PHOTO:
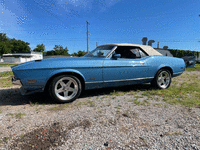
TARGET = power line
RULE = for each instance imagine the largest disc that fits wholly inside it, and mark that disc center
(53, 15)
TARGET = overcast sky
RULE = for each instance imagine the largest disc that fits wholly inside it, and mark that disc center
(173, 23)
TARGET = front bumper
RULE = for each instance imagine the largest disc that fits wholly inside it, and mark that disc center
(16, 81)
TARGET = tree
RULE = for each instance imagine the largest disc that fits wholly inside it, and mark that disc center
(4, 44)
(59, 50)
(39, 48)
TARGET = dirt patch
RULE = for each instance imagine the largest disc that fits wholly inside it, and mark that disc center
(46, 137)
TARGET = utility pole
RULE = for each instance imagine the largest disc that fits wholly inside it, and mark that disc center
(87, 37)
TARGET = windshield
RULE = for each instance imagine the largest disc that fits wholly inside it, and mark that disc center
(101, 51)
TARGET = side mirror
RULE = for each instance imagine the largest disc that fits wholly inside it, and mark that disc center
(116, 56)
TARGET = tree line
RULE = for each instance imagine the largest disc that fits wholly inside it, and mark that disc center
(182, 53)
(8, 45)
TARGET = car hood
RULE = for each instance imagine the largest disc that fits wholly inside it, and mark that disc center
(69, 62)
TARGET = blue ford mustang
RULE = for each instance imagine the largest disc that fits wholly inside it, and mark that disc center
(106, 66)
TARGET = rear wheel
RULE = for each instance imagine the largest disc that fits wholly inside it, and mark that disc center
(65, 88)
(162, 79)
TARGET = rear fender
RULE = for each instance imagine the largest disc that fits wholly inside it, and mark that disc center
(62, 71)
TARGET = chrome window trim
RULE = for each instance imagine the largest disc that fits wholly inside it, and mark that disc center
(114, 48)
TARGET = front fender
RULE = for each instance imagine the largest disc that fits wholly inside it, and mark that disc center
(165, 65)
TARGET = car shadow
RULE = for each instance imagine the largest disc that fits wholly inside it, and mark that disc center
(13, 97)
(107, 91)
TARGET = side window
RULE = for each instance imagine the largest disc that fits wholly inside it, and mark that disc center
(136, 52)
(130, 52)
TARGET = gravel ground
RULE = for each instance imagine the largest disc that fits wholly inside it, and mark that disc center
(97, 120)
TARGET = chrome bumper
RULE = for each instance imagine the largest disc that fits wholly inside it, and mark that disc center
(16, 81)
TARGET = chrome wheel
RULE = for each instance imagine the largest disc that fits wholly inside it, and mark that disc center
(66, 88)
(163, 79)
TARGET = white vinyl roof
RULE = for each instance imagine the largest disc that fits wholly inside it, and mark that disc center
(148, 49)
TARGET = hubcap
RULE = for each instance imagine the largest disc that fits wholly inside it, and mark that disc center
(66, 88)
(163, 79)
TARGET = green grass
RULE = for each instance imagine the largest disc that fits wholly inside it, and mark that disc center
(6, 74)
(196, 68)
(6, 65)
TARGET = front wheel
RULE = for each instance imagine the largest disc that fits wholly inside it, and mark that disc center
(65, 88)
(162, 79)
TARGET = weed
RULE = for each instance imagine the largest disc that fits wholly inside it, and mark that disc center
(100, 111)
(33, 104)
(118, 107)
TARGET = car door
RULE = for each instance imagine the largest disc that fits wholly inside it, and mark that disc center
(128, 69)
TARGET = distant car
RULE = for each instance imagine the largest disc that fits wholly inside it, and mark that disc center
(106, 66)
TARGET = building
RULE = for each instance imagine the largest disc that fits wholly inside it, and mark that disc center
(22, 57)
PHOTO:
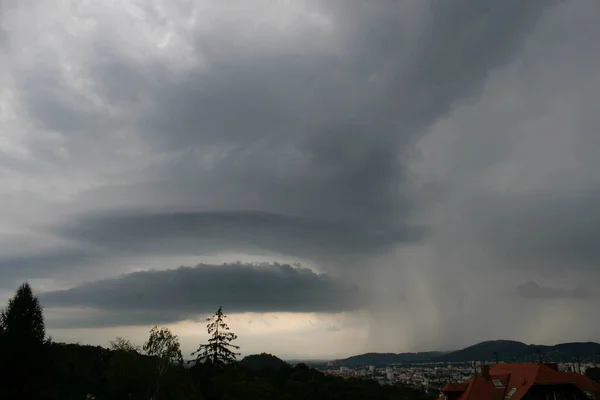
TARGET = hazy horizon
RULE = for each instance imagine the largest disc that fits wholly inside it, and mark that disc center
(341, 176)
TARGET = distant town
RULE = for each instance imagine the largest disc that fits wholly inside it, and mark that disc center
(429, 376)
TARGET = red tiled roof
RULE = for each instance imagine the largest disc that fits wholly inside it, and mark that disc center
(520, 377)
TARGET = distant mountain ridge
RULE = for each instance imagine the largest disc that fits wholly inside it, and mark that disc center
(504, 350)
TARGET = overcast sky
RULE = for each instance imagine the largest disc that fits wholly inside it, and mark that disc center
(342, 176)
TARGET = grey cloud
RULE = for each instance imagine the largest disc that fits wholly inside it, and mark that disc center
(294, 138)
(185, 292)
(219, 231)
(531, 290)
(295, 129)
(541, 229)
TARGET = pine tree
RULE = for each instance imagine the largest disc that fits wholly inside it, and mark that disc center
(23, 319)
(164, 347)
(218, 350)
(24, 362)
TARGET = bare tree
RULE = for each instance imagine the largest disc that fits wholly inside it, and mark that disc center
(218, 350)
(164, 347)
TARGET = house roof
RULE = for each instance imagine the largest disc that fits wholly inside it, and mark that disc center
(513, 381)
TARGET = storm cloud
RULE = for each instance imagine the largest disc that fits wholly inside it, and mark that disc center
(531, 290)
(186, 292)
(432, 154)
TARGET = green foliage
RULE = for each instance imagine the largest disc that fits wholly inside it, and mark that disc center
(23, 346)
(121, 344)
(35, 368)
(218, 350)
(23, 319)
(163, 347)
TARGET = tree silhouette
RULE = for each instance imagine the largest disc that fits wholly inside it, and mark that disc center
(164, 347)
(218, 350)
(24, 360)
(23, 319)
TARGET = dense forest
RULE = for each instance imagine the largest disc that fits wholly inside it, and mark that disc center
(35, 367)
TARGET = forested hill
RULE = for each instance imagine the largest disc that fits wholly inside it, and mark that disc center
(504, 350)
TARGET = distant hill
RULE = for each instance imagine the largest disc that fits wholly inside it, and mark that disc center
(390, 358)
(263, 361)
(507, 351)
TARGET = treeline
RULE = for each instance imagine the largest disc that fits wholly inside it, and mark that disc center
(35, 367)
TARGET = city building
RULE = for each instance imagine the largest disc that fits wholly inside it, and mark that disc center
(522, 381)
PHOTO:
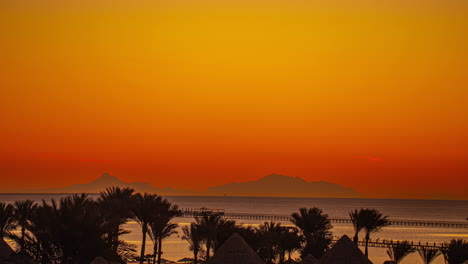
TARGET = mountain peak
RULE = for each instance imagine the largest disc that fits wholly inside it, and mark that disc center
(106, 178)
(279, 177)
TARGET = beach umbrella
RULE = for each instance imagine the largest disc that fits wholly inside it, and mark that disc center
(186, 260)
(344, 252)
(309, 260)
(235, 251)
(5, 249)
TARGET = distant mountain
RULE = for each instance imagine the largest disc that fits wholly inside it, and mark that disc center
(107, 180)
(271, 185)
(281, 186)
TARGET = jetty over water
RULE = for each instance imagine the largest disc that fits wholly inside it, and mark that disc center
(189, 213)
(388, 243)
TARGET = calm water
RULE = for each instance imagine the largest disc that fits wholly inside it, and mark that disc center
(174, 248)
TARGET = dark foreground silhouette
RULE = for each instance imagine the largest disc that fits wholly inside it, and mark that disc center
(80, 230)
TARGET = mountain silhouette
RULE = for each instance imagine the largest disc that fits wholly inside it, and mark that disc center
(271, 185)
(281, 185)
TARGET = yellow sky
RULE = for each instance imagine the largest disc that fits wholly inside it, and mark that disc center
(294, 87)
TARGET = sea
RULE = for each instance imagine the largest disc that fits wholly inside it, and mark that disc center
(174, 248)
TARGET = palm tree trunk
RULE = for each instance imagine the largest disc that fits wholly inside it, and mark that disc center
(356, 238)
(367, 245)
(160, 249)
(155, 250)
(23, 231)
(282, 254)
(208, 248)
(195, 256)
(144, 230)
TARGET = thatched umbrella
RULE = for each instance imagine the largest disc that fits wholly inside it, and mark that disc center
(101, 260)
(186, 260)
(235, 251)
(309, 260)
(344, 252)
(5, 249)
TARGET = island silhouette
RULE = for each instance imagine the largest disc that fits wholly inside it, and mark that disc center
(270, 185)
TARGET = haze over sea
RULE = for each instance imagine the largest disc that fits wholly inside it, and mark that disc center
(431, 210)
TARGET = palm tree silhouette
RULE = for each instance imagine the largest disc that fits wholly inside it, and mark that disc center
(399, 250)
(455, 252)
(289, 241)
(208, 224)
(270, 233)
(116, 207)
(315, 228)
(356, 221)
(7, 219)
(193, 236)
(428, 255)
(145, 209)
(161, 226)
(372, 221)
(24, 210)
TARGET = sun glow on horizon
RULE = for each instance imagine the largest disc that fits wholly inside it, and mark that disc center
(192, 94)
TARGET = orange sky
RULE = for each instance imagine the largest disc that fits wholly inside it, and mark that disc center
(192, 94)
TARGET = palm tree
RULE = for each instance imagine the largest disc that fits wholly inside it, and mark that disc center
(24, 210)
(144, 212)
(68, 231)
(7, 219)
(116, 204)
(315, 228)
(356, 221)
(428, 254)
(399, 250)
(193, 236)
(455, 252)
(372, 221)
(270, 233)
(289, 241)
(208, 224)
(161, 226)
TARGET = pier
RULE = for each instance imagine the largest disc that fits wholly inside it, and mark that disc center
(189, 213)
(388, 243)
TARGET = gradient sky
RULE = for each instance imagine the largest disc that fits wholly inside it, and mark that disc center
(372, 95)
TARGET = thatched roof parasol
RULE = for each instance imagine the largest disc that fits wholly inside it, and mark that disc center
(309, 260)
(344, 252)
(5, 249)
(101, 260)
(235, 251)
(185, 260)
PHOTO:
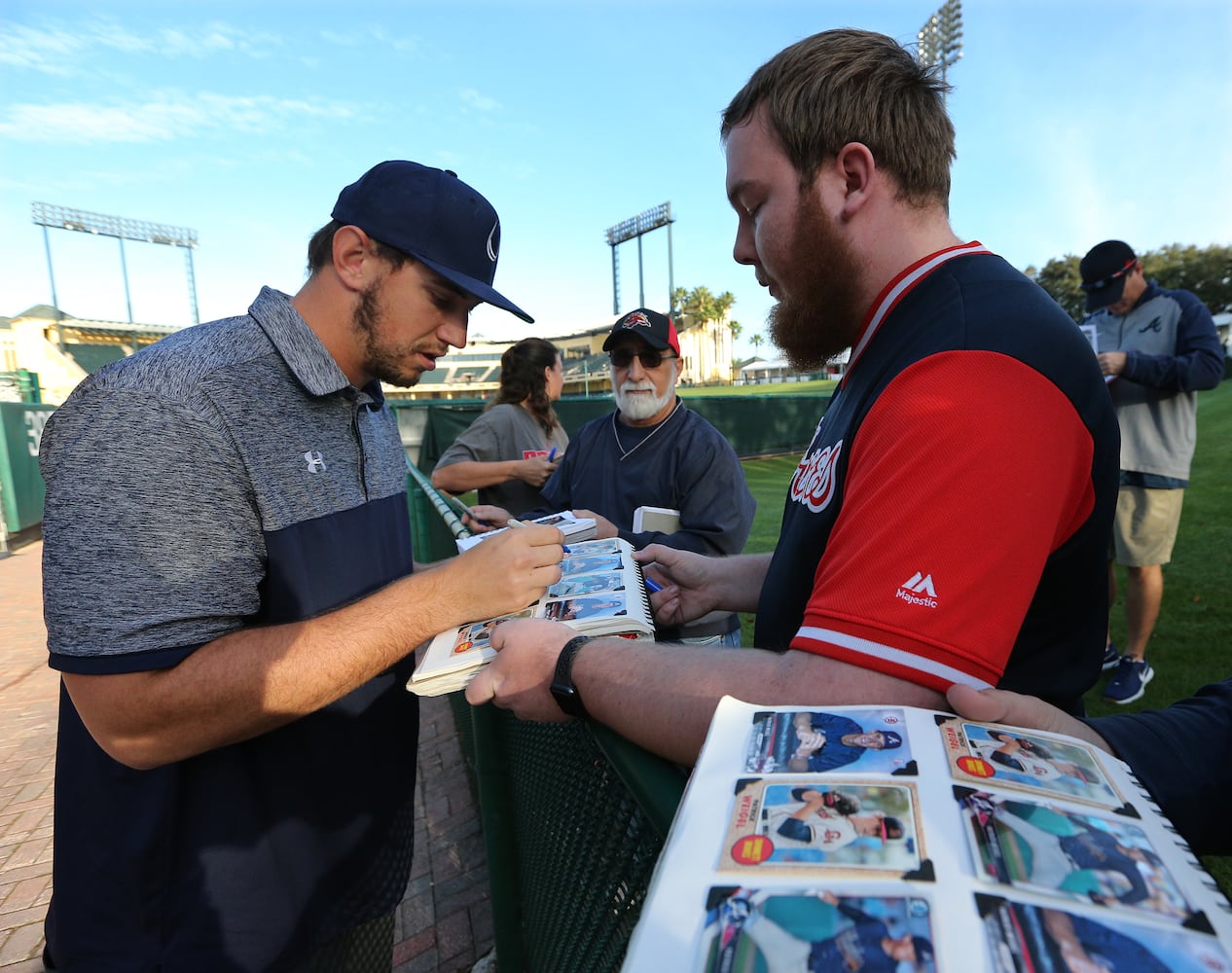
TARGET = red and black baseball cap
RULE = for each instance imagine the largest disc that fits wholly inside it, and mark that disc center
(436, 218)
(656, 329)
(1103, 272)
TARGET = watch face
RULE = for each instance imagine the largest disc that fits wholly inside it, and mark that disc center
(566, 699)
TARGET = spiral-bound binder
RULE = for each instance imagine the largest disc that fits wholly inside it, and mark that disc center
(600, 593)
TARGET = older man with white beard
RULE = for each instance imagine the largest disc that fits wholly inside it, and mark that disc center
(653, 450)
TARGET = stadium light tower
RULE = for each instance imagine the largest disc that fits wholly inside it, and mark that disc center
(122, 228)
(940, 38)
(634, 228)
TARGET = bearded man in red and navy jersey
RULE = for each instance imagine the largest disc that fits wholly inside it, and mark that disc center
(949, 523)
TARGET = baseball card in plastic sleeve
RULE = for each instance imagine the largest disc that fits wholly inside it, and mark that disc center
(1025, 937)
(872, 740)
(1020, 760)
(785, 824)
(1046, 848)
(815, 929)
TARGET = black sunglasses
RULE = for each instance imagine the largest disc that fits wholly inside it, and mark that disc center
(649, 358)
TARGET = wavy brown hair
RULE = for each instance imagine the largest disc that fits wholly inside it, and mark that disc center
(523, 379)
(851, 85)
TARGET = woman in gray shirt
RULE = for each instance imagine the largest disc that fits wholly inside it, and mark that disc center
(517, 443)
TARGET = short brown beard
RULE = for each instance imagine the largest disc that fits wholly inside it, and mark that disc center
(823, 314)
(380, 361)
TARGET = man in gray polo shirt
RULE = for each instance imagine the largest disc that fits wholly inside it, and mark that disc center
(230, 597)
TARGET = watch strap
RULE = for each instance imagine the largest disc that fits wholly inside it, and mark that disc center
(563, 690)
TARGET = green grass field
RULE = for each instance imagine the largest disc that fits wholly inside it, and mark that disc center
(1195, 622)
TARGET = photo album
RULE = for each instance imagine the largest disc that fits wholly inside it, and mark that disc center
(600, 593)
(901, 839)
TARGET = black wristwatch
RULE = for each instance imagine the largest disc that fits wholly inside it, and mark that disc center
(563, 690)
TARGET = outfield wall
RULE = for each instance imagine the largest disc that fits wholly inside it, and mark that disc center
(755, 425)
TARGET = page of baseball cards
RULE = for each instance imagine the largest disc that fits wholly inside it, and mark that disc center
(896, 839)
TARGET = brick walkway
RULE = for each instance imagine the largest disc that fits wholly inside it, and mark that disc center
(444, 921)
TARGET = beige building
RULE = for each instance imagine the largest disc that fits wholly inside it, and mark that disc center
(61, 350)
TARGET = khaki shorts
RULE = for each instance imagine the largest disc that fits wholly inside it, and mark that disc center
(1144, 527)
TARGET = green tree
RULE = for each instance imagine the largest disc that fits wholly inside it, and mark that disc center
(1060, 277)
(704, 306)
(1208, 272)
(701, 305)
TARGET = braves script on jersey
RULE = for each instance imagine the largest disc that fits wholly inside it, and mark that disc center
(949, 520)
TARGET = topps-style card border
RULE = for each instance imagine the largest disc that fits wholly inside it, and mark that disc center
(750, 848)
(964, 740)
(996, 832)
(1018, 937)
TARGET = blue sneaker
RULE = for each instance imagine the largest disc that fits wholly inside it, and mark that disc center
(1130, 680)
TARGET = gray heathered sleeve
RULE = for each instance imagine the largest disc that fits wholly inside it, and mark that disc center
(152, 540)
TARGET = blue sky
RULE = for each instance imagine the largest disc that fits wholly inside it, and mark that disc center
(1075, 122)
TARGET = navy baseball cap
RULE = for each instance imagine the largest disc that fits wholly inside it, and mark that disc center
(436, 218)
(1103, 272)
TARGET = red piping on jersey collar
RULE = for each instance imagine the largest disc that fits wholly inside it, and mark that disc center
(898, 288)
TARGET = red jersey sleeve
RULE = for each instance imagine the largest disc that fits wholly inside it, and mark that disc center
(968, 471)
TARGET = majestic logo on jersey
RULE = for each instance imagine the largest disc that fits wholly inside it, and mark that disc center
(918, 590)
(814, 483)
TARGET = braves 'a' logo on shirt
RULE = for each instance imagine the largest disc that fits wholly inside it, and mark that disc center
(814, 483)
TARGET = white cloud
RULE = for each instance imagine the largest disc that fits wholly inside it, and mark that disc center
-.-.-
• To do: With the line containing "TARGET = page of baseball cards" as the first and the last line of the records as the final one, print exactly the lines in that span.

• Solved problem:
TARGET = page of baseball cards
RULE = for each instance imagine the largest disc that fits wholly inside it, and mark that disc center
(896, 839)
TARGET = brick walkway
RULE = for each instance imagine the largest disc that fits wholly inside it, and mark that disc center
(444, 921)
TARGET = beige building
RULE = for each instance imagine the largest disc that fits wholly inside it, and mark that disc center
(61, 350)
TARGET = khaki shorts
RULE = for each instance imagine the largest disc that fits wholly inside it, and mark that disc center
(1144, 527)
TARGET = green tree
RULE = for each instance imagine the largest disc that fits wholly inside it, and mark that disc center
(1060, 277)
(704, 306)
(1208, 272)
(701, 305)
TARGET = braves script on jersey
RULE = for each instance imagine the largest disc that fits wholly inside it, and mark that disc center
(949, 520)
TARGET = topps-style card border
RULE = for each instance imagine the largest disc that fits wholly inside it, and mark that disc center
(750, 848)
(964, 740)
(996, 832)
(1018, 937)
TARGET = blue sneaker
RULE = for each instance imagine the largest disc that fits wholly inside it, and mark that disc center
(1130, 680)
TARGET = gray heathered sleeve
RULE = for each instance imagine the largest disc that fits wholly inside it, and mark that disc center
(152, 540)
TARGET = blue sky
RULE = for each instance imagine the largest disc that fits wholly inside it, and mark that disc center
(1075, 122)
TARGET = navy baseball cap
RULE = for each instance imagine the largest disc that fits wholly inside it, and mark that disc center
(436, 218)
(1103, 272)
TARGET = red piping on jersey collar
RULE = for each instance imagine the largest disc that fits wholly inside it, and mark that disc center
(898, 288)
TARGET = red jersey sleeve
RULE = for each instance imagine the largest disc that fits wholly inside it, and mark that disc center
(968, 471)
TARGET = majestic logo on jersey
RULE = for each instance imagine the largest disc that fits wholly inside it, and mark that disc center
(918, 590)
(814, 483)
TARGET = braves 'a' logo on shirt
RULE = for each instance imagine the largest disc that fits wholly inside it, and mark that disc center
(814, 483)
TARGET = white cloud
RULE = for each instance imagine the largest disc that fits wholly inside it, and mark that disc center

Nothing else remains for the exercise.